Case ID: pa-super_19/html/0187-01.html
Source: Caselaw Access Project
Author: {"author": "Rige, P. J.,", "license": "Public Domain", "url": "https://static.case.law/"}
Date Created: 2024-08-24T03:29:51.129683

McCoy, Appellant, v. Kane.
    
      Equity — Equity pleading — Answer— Contract.
    
    If a plaintiff state an act, transaction or contract as the foundation of his equity, the defendant has a right to state the whole of such act, transaction or contract as in truth it was. Otherwise a plaintiff by giving only part of a contract, if the defendant must admit that part and cannot go on to describe truly all the parts of it, the grossest injustice might be done.
    On a bill in equity for a decree declaring plaintiff to be the owner of one third interest in a mortgage, it appeared that plaintiff, defendant and another person owned property which they sold at a profit of $4,500. They took a purchase money mortgage for $4,500 in the name of the defendant. It appeared that the defendant had advanced $1,500 towards the original purchase of the property. Defendant averred in his answer that the title was taken in his name to reimburse him for the $1,500 advanced by him, and to provide him with resources for procuring $3,000 then urgently required by the three parties in interest. This answer was not overcome by the proof. It appeared that defendant did not sell the mortgage but secured the money required by pledging it. This fact was made known to plaintiff before he filed his bill, and there was nothing to show that he objected. Between the filing of the bill and the filing of the answer, the mortgage was paid and the proceeds applied to repay the loan for which it had been pledged. Held, that the bill was properly dismissed.
    Argued Dec. 4, 1901.

(Entries from an annotation dataset)
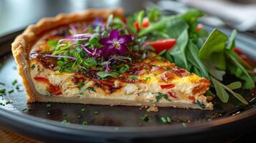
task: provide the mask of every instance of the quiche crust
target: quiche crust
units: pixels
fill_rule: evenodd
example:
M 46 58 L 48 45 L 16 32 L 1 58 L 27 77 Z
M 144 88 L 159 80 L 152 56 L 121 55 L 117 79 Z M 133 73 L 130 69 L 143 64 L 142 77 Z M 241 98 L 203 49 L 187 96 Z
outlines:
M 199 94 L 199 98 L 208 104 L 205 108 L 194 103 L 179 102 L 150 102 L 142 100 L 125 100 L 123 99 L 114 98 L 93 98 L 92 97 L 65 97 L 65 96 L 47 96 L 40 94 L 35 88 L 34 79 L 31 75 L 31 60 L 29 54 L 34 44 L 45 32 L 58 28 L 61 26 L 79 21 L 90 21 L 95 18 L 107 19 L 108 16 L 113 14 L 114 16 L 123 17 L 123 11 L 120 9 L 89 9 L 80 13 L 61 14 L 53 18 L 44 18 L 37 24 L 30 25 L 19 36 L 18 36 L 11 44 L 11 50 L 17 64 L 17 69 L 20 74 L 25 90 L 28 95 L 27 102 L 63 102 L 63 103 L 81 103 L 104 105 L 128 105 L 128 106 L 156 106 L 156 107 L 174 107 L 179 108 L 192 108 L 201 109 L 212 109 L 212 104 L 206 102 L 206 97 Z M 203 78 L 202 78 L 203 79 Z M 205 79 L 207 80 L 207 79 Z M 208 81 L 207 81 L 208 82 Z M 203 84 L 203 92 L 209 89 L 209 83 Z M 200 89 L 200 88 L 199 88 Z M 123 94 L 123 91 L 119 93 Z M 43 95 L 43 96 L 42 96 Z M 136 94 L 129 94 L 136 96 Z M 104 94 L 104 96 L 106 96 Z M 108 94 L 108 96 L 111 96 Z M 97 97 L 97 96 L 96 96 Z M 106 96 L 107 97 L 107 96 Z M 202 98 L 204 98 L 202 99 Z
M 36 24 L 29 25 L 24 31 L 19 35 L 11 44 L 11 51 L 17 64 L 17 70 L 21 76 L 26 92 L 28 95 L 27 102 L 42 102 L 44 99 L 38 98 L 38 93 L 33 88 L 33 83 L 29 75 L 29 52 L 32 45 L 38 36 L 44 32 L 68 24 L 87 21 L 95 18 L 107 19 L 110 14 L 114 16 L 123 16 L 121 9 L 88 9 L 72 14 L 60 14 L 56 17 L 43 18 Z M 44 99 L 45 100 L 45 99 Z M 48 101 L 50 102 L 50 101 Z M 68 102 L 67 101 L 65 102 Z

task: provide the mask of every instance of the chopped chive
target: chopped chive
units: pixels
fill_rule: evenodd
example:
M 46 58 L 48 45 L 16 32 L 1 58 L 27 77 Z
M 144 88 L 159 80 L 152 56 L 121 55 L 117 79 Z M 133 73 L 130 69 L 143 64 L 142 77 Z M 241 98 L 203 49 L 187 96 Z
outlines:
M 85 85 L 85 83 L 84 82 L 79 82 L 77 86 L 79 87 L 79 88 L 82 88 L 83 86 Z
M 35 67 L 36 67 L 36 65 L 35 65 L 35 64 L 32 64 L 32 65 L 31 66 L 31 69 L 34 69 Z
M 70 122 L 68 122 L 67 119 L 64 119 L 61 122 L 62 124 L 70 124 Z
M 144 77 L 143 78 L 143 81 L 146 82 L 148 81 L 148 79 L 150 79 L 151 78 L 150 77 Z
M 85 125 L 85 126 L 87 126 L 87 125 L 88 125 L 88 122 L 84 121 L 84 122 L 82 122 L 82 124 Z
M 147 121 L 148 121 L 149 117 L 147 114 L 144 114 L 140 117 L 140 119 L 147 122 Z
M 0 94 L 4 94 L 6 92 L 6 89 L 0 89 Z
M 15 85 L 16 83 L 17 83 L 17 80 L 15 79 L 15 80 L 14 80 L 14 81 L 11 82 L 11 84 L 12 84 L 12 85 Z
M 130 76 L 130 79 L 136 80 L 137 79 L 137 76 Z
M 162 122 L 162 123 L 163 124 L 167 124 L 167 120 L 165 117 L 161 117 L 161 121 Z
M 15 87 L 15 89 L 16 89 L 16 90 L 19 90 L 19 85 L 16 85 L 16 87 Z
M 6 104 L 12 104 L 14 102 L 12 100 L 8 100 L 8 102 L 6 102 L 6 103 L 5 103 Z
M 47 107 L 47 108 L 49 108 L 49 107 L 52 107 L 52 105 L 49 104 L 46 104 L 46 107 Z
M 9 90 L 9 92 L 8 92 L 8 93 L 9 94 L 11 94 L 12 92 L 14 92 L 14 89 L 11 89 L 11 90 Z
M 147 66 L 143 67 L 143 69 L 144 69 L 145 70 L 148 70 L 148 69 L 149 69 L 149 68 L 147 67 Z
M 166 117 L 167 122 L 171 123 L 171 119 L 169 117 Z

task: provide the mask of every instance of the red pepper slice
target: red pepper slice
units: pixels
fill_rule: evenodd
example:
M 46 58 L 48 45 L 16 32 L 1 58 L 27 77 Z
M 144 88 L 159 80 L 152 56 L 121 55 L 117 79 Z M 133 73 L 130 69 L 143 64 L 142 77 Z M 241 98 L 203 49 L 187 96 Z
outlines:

Your goal – Extract the passage of the McCoy v. Kane case text between "If a plaintiff" and "might be done.", inclusive, without changing a word. These records were taken from a separate source.

Task solution –
If a plaintiff state an act, transaction or contract as the foundation of his equity, the defendant has a right to state the whole of such act, transaction or contract as in truth it was. Otherwise a plaintiff by giving only part of a contract, if the defendant must admit that part and cannot go on to describe truly all the parts of it, the grossest injustice might be done.